**Task instructions:** Extract every line of the data below that contains the string "rings", matching case exactly.

Items from a dataset
**********

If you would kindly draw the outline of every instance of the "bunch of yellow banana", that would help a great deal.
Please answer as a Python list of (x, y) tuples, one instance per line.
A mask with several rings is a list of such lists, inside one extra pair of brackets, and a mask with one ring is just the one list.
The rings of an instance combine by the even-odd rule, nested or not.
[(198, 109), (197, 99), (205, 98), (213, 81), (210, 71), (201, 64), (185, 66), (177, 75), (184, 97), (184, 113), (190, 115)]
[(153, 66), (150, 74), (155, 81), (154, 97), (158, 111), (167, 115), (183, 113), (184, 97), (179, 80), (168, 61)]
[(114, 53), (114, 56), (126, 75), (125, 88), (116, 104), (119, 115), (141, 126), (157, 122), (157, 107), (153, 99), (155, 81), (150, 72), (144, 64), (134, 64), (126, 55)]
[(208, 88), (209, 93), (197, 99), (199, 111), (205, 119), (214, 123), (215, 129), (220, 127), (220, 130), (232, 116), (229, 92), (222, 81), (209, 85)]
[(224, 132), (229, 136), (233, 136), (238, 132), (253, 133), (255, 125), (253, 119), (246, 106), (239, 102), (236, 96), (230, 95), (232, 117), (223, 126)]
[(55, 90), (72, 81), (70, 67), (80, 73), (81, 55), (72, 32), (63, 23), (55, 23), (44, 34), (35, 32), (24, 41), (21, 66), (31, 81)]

**********

**Answer for the task:**
A mask with several rings is a list of such lists, inside one extra pair of brackets, and a mask with one ring is just the one list.
The rings of an instance combine by the even-odd rule, nested or not.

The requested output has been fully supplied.